> _Texte de lecture_:

#####

Prétentieux, Pauvre, Pompé et Pathétique
Tout d'abord, précisons que le titre de la série induit profondément en erreur le spectateur : Hannibal Lecter est, au mieux, un personnage secondaire dans cette série. Il eut été plus honnête (mais moins vendeur) d'appeler la série "Will Graham" ou, peut-être, d'écrire la série de sorte qu'elle soit centrée sur le personnage dont elle prend le nom. C'est déjà un gros problème. Il y a de l'incompétence, de la malhonnêteté, ou les deux derrière cette œuvre.
Ensuite, voyons de quoi la série est faite... C'est l'histoire d'un agent du FBI qui harcèle et manipule un personnage de type "Gregory House - Modèle : Enquêtes Policières 42B bis" afin d'utiliser ses super-pouvoirs grossiers et inexplicables pour pourchasser des serial killers, dans un monde où le Minnesota en a au moins un nouveau par semaine à offrir, toujours plus exceptionnel que le précédent. C'est la base et c'est une base qui est hélas assez pauvre et vue, revue et re-revue des dizaines de fois ces deux dernières décennies. Rien de particulièrement prometteur, donc. Une série "low concept" sans aucun doute, malgré la prétention flagrante avec laquelle elle est abordée, réalisée et présentée.

#####

> _Extrait de données_:

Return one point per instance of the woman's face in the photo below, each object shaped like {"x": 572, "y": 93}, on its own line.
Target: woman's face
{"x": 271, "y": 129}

#####

> _Objectif_: Recopiez fidèlement le passage de la critique ci-dessus qui va de « Ensuite, voyons de » jusqu'à « réalisée et présentée. » inclus.

> _Résultat_:
Ensuite, voyons de quoi la série est faite... C'est l'histoire d'un agent du FBI qui harcèle et manipule un personnage de type "Gregory House - Modèle : Enquêtes Policières 42B bis" afin d'utiliser ses super-pouvoirs grossiers et inexplicables pour pourchasser des serial killers, dans un monde où le Minnesota en a au moins un nouveau par semaine à offrir, toujours plus exceptionnel que le précédent. C'est la base et c'est une base qui est hélas assez pauvre et vue, revue et re-revue des dizaines de fois ces deux dernières décennies. Rien de particulièrement prometteur, donc. Une série "low concept" sans aucun doute, malgré la prétention flagrante avec laquelle elle est abordée, réalisée et présentée.